> **WRITTEN REQUEST**
Repeat exactly each line of the data provided below.

--

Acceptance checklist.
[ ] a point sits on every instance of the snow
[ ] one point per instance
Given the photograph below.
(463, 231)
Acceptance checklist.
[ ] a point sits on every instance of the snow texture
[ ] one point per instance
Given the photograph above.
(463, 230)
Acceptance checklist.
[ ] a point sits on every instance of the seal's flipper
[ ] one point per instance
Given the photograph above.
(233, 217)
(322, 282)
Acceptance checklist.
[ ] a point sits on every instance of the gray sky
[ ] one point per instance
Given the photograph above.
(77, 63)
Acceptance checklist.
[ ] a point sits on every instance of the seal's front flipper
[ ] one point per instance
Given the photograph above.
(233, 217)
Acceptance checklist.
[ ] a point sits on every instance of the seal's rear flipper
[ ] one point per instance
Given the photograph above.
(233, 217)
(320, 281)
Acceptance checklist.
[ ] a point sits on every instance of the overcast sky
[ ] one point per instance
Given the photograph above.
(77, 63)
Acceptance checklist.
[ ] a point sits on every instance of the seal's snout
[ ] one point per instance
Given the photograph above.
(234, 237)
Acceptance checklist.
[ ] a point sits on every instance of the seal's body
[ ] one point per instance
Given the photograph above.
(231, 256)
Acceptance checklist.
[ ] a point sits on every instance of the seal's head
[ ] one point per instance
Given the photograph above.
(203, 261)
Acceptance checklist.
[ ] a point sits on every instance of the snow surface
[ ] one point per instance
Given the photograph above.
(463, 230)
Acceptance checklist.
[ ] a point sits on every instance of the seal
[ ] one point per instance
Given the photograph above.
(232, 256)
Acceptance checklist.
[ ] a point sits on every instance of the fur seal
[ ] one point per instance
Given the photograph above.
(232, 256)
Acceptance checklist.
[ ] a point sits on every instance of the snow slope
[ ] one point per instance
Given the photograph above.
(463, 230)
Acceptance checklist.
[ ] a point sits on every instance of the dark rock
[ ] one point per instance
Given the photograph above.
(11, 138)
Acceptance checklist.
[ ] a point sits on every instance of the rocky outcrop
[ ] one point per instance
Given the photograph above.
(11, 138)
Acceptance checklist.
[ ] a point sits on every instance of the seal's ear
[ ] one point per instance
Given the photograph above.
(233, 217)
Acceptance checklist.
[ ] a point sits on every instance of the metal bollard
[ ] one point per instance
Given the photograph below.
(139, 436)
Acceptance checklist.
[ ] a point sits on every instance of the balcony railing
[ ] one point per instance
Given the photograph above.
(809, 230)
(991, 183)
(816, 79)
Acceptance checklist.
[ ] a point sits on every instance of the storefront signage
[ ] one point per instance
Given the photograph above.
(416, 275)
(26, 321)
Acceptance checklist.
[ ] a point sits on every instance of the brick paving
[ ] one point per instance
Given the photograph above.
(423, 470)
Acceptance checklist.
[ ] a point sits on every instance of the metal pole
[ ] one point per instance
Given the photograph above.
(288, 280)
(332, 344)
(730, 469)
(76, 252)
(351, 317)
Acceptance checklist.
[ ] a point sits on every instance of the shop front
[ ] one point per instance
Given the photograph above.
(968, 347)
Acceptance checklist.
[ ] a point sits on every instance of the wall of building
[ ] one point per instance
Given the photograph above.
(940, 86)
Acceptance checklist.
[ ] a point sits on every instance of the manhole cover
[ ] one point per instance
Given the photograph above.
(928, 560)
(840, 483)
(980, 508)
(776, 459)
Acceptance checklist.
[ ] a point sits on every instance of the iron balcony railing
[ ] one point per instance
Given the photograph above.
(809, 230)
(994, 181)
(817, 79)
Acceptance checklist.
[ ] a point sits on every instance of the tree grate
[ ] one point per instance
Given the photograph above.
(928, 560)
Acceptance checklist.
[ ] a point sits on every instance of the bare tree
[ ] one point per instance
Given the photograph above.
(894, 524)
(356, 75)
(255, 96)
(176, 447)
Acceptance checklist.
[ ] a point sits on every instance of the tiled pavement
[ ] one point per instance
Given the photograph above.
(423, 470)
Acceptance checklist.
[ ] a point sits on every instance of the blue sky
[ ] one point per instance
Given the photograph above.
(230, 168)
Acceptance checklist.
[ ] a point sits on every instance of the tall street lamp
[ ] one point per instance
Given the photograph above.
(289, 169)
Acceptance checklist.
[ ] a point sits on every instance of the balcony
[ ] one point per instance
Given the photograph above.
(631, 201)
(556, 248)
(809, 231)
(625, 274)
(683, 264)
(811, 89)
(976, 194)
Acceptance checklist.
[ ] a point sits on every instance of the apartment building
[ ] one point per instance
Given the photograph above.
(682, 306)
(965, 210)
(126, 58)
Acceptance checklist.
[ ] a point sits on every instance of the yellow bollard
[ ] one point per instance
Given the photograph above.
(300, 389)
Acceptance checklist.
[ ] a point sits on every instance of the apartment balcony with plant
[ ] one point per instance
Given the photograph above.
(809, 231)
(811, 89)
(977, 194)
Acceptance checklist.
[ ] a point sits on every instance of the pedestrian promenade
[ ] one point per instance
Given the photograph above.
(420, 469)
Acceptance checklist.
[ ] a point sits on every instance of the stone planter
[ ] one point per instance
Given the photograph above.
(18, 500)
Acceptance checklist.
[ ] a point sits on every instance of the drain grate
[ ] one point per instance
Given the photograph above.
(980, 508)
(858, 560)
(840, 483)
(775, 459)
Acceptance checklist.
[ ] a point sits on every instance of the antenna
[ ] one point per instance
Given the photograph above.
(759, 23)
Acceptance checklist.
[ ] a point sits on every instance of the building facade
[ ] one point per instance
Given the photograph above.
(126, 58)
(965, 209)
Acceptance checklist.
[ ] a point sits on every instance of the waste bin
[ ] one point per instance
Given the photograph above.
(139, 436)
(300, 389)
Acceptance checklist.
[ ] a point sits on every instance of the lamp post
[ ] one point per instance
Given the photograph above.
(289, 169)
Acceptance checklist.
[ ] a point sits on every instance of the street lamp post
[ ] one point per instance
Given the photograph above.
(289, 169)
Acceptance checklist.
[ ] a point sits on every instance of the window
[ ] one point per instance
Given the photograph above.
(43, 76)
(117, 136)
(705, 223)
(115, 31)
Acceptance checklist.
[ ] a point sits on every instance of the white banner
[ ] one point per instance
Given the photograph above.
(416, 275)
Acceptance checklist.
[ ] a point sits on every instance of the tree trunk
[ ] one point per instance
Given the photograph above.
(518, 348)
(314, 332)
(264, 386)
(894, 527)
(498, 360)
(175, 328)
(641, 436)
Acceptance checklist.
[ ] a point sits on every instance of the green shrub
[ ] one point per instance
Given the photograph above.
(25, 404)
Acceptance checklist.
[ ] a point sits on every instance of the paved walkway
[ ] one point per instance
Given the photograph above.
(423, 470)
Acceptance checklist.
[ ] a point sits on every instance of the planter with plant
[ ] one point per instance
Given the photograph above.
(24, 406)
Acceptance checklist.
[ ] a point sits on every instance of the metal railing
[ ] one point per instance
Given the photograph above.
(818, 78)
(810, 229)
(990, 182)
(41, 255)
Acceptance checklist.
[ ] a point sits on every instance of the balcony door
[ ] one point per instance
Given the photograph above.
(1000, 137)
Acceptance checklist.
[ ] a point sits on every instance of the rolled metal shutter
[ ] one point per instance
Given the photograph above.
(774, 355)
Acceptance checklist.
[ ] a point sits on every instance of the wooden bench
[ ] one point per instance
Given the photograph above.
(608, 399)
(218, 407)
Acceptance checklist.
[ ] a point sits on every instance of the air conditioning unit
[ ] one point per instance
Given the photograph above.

--

> **OUTPUT FOR THIS TASK**
Acceptance checklist.
[ ] a point sits on every instance of the snow
[ ] one point per instance
Given the photograph below.
(463, 231)
Acceptance checklist.
[ ] a point sits on every instance of the snow texture
[ ] one point per instance
Given the photograph above.
(463, 230)
Acceptance checklist.
[ ] a point sits on every instance of the seal's flipper
[ ] one point per instance
Given the photograph above.
(233, 217)
(322, 282)
Acceptance checklist.
[ ] a point sits on every instance of the gray sky
[ ] one point per instance
Given the photograph above.
(77, 63)
Acceptance checklist.
[ ] a point sits on every instance of the seal's front flipper
[ ] one point per instance
Given the photograph above.
(233, 217)
Acceptance checklist.
[ ] a point sits on every instance of the seal's rear flipper
[ ] one point per instance
Given the photograph above.
(233, 217)
(320, 281)
Acceptance checklist.
[ ] a point sits on every instance of the overcast sky
[ ] one point per instance
Given the photograph above.
(77, 63)
Acceptance checklist.
[ ] a point sits on every instance of the seal's snout
[ ] one point per instance
Given the photograph above.
(234, 237)
Acceptance checklist.
[ ] a point sits on every instance of the seal's body
[ ] one point per instance
Given the photograph above.
(231, 256)
Acceptance checklist.
[ ] a point sits on every instance of the seal's head
[ ] one point per instance
Given the photograph above.
(203, 261)
Acceptance checklist.
[ ] a point sits on every instance of the snow surface
[ ] one point per instance
Given the photograph above.
(463, 230)
Acceptance checklist.
[ ] a point sits on every instance of the seal
[ ] one point per instance
Given the photograph above.
(232, 256)
Acceptance checklist.
[ ] a point sits on every instance of the fur seal
[ ] one point per instance
Given the photograph above.
(232, 256)
Acceptance checklist.
[ ] a point sits on every instance of the snow slope
[ ] one point per instance
Given the photograph above.
(463, 230)
Acceptance checklist.
[ ] a point sits on every instance of the dark rock
[ ] one point per instance
Given the photograph above.
(11, 138)
Acceptance checklist.
[ ] a point sits on every instance of the rocky outcrop
[ ] one point per instance
Given the photograph above.
(11, 138)
Acceptance checklist.
[ ] a point sits on every instance of the seal's ear
[ ] one point per instance
Given the photograph above.
(233, 217)
Acceptance checklist.
[ ] a point sits on every instance of the metal bollard
[ ] one point per instance
Given the photograph below.
(139, 436)
Acceptance checklist.
[ ] a point sits on every instance of the balcony railing
[ ] one point per instance
Given the photograph above.
(809, 230)
(991, 183)
(816, 79)
Acceptance checklist.
[ ] a point sits on every instance of the storefront signage
[ ] one point per instance
Given the photograph above.
(416, 275)
(26, 321)
Acceptance checklist.
[ ] a point sits on every instance of the brick paving
[ ] one point per instance
Given the photograph above.
(423, 470)
Acceptance checklist.
[ ] a point sits on every instance of the metal pole
[ ] one point per instance
Given the photograph above.
(288, 280)
(332, 344)
(730, 469)
(76, 252)
(351, 317)
Acceptance checklist.
[ ] a point sits on every instance of the shop front
[ ] one point per instance
Given the photograph above.
(968, 347)
Acceptance checklist.
[ ] a point sits on every instance of the wall of building
[ ] one point per instance
Given the photograph above.
(940, 86)
Acceptance checklist.
[ ] a point sits on every instance of the manhole cover
[ ] one point per instance
Given the photograph above.
(928, 560)
(840, 483)
(980, 508)
(776, 459)
Acceptance checklist.
[ ] a point sits on every instance of the iron balcony railing
[ ] one point per instance
Given the photograph above.
(809, 230)
(994, 181)
(817, 79)
Acceptance checklist.
[ ] a point sits on every instance of the tree grate
[ ] one point per instance
Given the photograph above.
(928, 560)
Acceptance checklist.
[ ] a point sits on every instance of the bare tree
[ ] one point per instance
Given the photograph above.
(894, 524)
(356, 75)
(255, 96)
(176, 447)
Acceptance checklist.
[ ] a point sits on every instance of the tiled pavement
[ ] one point per instance
Given the photograph above.
(423, 470)
Acceptance checklist.
[ ] a point sits on every instance of the blue sky
[ ] one point per instance
Given the photograph above.
(230, 168)
Acceptance checklist.
[ ] a point sits on every instance of the tall street lamp
[ ] one point per instance
Given the photograph above.
(289, 169)
Acceptance checklist.
[ ] a point sits on every instance of the balcony
[ ] one point per instance
Given the photograph above.
(631, 201)
(556, 248)
(809, 231)
(625, 274)
(683, 264)
(811, 89)
(976, 194)
Acceptance checklist.
[ ] a point sits on every instance of the apartment building
[ ] one point per instance
Given the photograph above.
(682, 306)
(965, 210)
(126, 58)
Acceptance checklist.
[ ] a point sits on every instance of the yellow bollard
[ ] one point per instance
Given the photograph above.
(300, 389)
Acceptance checklist.
[ ] a point sits on every instance of the apartment balcony with plant
[ ] one point per instance
Given the photograph above.
(809, 231)
(811, 89)
(977, 194)
Acceptance checklist.
[ ] a point sits on every instance of the pedestrian promenade
[ ] one point per instance
Given the photograph above.
(420, 469)
Acceptance checklist.
[ ] a point sits on every instance of the stone planter
[ ] one point per instance
Given the photograph above.
(18, 500)
Acceptance checklist.
[ ] a point sits on every instance of the drain grate
[ ] one point per instance
Given the photograph above.
(980, 508)
(858, 560)
(840, 483)
(775, 459)
Acceptance checklist.
[ ] a point sits on every instance of the antenna
[ ] one point per instance
Given the photograph above.
(759, 23)
Acceptance checklist.
[ ] a point sits on every instance of the building facade
[ ] one point per instance
Given the photograph above.
(126, 58)
(965, 209)
Acceptance checklist.
[ ] a point sits on every instance of the waste bin
[ ] one point per instance
Given the photograph above.
(139, 436)
(300, 389)
Acceptance checklist.
[ ] a point sits on every instance of the lamp post
[ ] one point per instance
Given the photograph above.
(289, 169)
Acceptance checklist.
[ ] a point sits on every instance of the street lamp post
[ ] one point per instance
Given the photograph above.
(289, 169)
Acceptance checklist.
[ ] a point sits on every instance of the window
[ ] one point per instance
Given the photograph above.
(43, 76)
(117, 136)
(705, 223)
(115, 31)
Acceptance checklist.
[ ] a point sits on every instance of the white banner
[ ] one point per instance
Given the photograph above.
(416, 275)
Acceptance checklist.
[ ] a point sits on every instance of the tree trunk
[ ] one point per instance
Given the photograph above.
(518, 348)
(314, 332)
(264, 386)
(894, 527)
(498, 360)
(175, 328)
(641, 436)
Acceptance checklist.
[ ] a point sits on every instance of the green shrub
[ ] one point per instance
Given the photograph above.
(25, 404)
Acceptance checklist.
[ ] a point sits on every instance of the paved walkway
[ ] one point per instance
Given the photograph above.
(423, 470)
Acceptance checklist.
[ ] a point sits on every instance of the planter with plant
[ ] one point per instance
Given the photograph above.
(24, 406)
Acceptance checklist.
[ ] a point sits on every instance of the metal railing
[ ] one point per instance
Given the photograph above.
(818, 78)
(810, 229)
(990, 182)
(41, 255)
Acceptance checklist.
[ ] a point sits on every instance of the balcony door
[ ] one point per instance
Given the photograph above.
(1000, 137)
Acceptance checklist.
[ ] a point sits on every instance of the rolled metal shutter
[ ] one point per instance
Given the photograph above.
(774, 355)
Acceptance checklist.
[ ] a point sits on every instance of the wooden bench
[ ] one point per instance
Given the photograph above.
(608, 399)
(218, 407)
Acceptance checklist.
[ ] a point sits on every instance of the air conditioning unit
[ ] one point per instance
Given the photograph above.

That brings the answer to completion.